In addition to the threats to citizens' ability to access the internet at all, to access an open and neutral internet, and to access material “voluntarily” or accidentally blocked by their ISP, there are also increasing efforts to use the structure of the internet itself as a law enforcement tool. The EU and the US, for example, have an ongoing project to discuss the revocation of domain names ( on which the US claims wide-ranging jurisdiction) and IP addresses (the regional registry for Europe, the Middle East and parts of central Asia is located in the Netherlands). While the US approach is partly based on law, with COICA and the PROTECT IP (Preventing Real Online Threats to Economic Creativity and Theft of Intellectual Property) Act planned to regulate the blocking and revocation of domain names, a non-legislative approach is also followed in some circumstances, such as regarding unlicensed online pharmacies. In the EU, blocking is regulated by law in some countries (France and Italy, for example), without law in others (the UK and Sweden) and with and without law in others, depending on the subject (such as in Denmark and, possibly in the future, the UK). Revocation of domain names, on the other hand, is generally without a legal framework.
Conclusion
The promotion of a closed internet regulated outside the rule of law undermines efforts of Western governments to support the democratising potential of the internet in closed and totalitarian regimes. The imposition of unreasonable jurisdiction claims over parts or all of the IP address allocation and domain name systems creates dangers for the integrity of the global internet. The outsourcing of policing of the internet and imposition of punishments by internet intermediaries contradicts basic democratic values and our democratic societies' view of the rule of law. The outsourcing of these activities to large corporations who have a publicly stated vested interest in the development and imposition of a non-neutral internet creates an online environment which is diametrically opposed to the openness of the internet. This openness gives us the democratic – and the economic – value of the internet and is too important for governments to simply take for granted and to experiment with as if it were insignificant. Our social interaction is increasingly online and freedoms which were previously unquestioned are now increasingly at the whim of private companies: our freedom of expression, our freedom of assembly, our privacy and our right to due process and presumption of innocence.
Next steps
- Activists should demand that the spirit and the letter of constitutional [Such as the US First Amendment] and human rights [Such as Articles 8 and 10 of the European Convention on Human Rights and Article 19 of the International Covenant on Civil and Political Rights] be respected
- The dangers of pushing world regions or individual countries into developing “splinternets” to avoid EU/US jurisdiction should be recognised.
- Positive positions of international organisations should be publicised as much as possible.
- Positive political statements on the need to keep the internet open should be publicised and promoted.
- The contradictions between calls for an open internet in certain countries and support for a privately regulated and closed internet domestically should be highlighted.
- More attention should be given to the economic damage of moving from an innovative, competitive and open internet to a closed non-neutral internet.

> Collected data
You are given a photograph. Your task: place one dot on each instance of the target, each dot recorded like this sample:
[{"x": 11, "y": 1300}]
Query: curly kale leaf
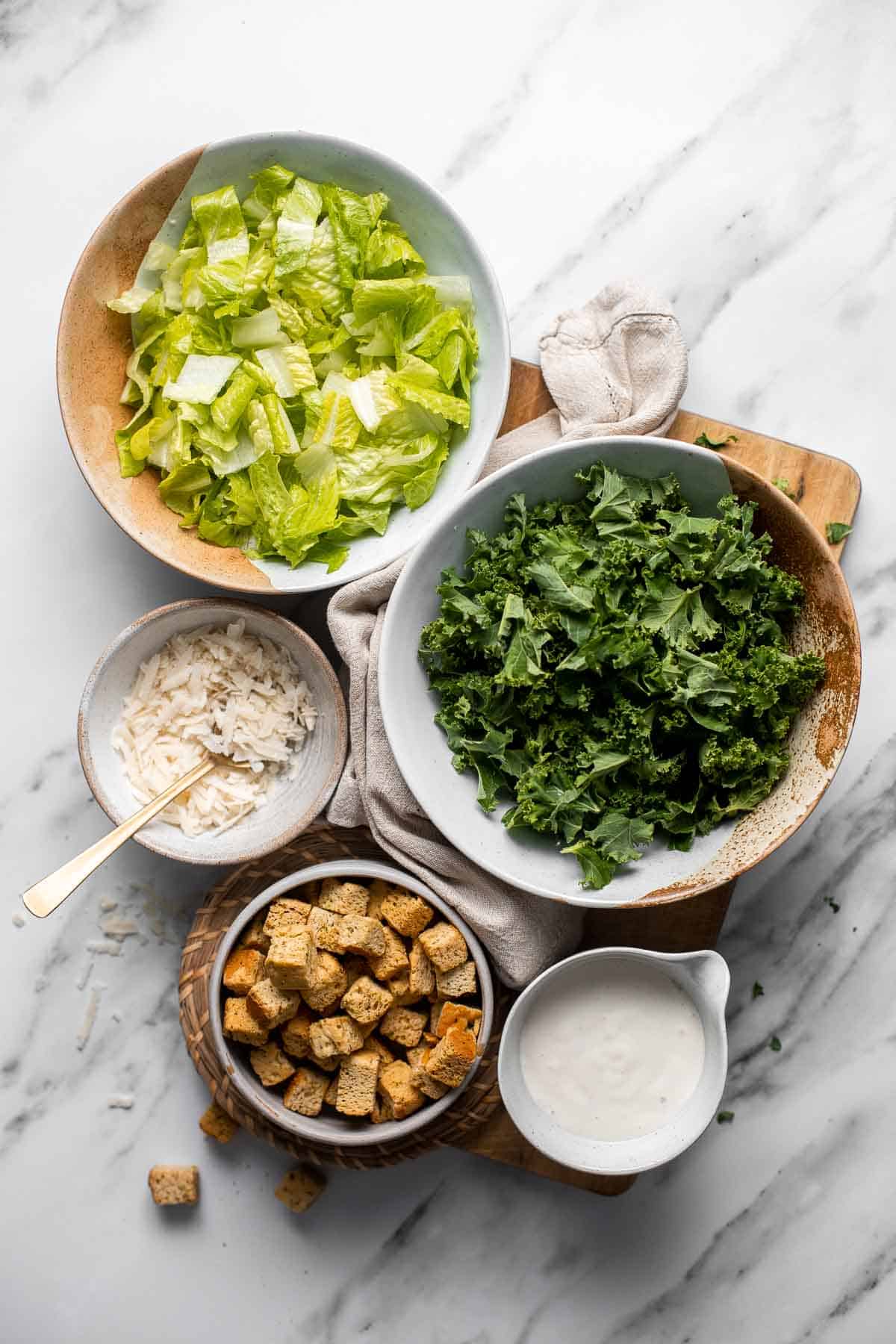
[{"x": 617, "y": 668}]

> Prompt 1
Decide whether each statement below agrees with the text on internet regulation, and answer yes or no for each, quoting the deciding words of the text exactly.
(a) Revocation of domain names generally has a legal framework.
(b) The regional IP address registry for Europe, the Middle East and parts of central Asia is in the Netherlands.
(c) Blocking is regulated by law in France.
> Prompt 2
Copy the text on internet regulation word for word between "- Positive positions" and "closed non-neutral internet.", inclusive.

> Expected answer 1
(a) No: "Revocation of domain names, on the other hand, is generally without a legal framework."
(b) Yes: "the regional registry for Europe, the Middle East and parts of central Asia is located in the Netherlands"
(c) Yes: "blocking is regulated by law in some countries (France and Italy, for example)"

> Expected answer 2
- Positive positions of international organisations should be publicised as much as possible.
- Positive political statements on the need to keep the internet open should be publicised and promoted.
- The contradictions between calls for an open internet in certain countries and support for a privately regulated and closed internet domestically should be highlighted.
- More attention should be given to the economic damage of moving from an innovative, competitive and open internet to a closed non-neutral internet.